EXERCISE AIM -> From the listing below, pick out every line that contains the word "outline" and copy each of those lines in full.

INPUT FOR THIS TASK ->

====

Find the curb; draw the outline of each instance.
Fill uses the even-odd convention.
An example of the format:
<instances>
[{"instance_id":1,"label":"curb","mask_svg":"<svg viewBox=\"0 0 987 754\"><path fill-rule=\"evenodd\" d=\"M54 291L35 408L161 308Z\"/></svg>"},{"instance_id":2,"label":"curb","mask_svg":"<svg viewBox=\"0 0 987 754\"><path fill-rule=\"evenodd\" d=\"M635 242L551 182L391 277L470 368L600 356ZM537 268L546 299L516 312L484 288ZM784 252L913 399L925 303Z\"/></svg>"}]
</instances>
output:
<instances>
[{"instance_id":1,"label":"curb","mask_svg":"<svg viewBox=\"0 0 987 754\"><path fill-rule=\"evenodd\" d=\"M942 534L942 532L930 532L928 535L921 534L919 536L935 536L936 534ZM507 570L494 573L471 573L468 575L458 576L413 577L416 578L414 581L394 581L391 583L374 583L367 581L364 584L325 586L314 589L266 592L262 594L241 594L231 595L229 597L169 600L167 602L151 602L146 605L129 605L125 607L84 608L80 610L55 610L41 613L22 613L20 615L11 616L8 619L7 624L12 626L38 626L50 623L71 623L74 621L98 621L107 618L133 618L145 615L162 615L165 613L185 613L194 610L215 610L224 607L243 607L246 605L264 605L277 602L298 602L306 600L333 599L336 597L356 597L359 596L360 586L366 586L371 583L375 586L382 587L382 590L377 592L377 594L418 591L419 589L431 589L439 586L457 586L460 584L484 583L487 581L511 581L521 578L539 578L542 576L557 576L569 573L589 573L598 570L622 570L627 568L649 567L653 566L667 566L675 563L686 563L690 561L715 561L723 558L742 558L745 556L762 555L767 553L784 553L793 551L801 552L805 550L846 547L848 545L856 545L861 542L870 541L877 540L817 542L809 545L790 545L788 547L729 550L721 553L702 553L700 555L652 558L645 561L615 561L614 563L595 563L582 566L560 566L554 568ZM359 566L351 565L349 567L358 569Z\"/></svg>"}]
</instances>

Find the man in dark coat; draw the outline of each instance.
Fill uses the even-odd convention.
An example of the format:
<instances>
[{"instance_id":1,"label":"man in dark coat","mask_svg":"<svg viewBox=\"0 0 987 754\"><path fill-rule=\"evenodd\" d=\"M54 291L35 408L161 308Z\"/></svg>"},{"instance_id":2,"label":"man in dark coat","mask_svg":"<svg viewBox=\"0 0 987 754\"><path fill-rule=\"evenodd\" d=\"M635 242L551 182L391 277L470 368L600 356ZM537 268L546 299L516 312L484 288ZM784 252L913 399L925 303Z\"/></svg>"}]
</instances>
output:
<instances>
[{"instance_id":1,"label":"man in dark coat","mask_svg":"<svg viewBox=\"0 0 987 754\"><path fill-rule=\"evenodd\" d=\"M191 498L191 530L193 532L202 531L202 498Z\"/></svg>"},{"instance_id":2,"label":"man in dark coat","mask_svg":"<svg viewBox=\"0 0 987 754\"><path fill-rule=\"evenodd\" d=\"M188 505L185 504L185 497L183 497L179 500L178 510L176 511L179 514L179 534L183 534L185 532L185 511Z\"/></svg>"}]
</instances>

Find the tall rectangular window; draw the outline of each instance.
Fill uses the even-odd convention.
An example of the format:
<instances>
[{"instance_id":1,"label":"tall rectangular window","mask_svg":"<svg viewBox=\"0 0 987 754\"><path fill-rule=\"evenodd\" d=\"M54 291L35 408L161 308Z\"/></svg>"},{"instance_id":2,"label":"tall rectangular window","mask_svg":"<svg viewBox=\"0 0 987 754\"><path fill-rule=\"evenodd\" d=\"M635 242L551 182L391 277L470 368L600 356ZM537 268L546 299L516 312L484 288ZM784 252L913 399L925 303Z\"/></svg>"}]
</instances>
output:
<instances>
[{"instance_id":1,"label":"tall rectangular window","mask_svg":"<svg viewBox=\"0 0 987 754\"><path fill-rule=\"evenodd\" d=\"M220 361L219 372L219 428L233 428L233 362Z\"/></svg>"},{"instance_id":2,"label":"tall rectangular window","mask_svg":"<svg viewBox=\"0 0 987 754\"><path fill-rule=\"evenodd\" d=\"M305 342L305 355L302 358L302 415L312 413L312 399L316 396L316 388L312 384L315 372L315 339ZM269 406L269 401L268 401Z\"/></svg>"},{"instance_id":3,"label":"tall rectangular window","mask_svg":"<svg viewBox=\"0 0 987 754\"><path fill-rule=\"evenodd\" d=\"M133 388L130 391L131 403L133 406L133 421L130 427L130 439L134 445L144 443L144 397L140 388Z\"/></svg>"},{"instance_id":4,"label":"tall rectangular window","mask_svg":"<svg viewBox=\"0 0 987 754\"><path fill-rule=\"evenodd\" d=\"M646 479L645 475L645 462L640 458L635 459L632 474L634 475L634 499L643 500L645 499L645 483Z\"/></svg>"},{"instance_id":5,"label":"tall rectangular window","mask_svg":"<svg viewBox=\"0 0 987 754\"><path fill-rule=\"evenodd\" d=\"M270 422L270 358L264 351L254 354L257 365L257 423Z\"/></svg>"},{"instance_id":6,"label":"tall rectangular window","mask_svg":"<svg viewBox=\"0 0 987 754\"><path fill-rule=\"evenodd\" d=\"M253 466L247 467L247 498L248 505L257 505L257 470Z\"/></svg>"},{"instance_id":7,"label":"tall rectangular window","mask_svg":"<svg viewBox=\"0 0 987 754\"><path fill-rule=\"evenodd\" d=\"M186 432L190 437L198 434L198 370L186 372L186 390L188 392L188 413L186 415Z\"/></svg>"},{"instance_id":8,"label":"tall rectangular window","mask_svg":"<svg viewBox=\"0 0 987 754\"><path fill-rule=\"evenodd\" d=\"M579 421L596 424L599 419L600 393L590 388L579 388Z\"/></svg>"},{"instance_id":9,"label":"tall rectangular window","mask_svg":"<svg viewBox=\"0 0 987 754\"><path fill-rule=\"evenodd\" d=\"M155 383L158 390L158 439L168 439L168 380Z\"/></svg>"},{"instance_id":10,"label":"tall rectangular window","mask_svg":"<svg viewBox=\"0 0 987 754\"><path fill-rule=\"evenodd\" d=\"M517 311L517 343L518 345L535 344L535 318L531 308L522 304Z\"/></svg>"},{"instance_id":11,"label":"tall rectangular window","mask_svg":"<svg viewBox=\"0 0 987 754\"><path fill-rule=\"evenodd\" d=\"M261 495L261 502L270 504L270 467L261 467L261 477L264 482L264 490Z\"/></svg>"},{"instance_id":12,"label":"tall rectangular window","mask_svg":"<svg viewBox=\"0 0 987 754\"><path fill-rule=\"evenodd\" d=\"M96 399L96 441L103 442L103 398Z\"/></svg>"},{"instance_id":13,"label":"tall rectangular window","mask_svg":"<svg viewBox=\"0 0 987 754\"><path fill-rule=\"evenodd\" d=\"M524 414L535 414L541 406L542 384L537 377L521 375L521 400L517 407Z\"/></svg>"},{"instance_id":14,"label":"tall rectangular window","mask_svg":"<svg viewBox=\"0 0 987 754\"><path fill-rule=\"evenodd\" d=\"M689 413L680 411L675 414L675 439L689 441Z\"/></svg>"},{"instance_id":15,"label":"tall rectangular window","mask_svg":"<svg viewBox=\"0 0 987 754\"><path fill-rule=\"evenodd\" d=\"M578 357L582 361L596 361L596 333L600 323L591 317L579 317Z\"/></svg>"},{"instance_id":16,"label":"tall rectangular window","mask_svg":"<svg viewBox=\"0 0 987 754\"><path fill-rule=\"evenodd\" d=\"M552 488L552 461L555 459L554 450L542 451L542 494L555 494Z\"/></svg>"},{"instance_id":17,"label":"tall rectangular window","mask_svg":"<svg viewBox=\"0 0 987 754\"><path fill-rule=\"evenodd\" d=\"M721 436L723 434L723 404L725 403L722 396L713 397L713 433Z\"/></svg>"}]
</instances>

====

EXERCISE OUTPUT ->
Find the curb; draw the outline of each instance.
Find the man in dark coat; draw the outline of each instance.
Find the tall rectangular window; draw the outline of each instance.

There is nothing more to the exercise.